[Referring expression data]
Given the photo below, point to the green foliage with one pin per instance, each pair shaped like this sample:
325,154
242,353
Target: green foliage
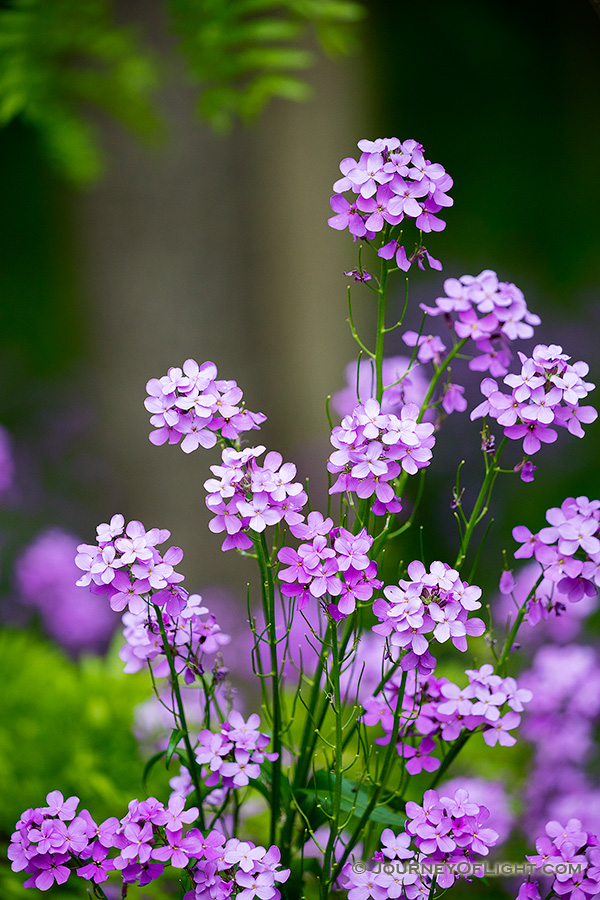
67,727
55,56
60,58
240,50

Exercise directions => Transcribe all of the records exactly, without reproducing their pictures.

Exercise result =>
Given the photo below, point to the green foliage with one pin per instance, each pair shaped like this sample:
325,154
242,353
Target: green foliage
67,727
55,56
60,58
240,50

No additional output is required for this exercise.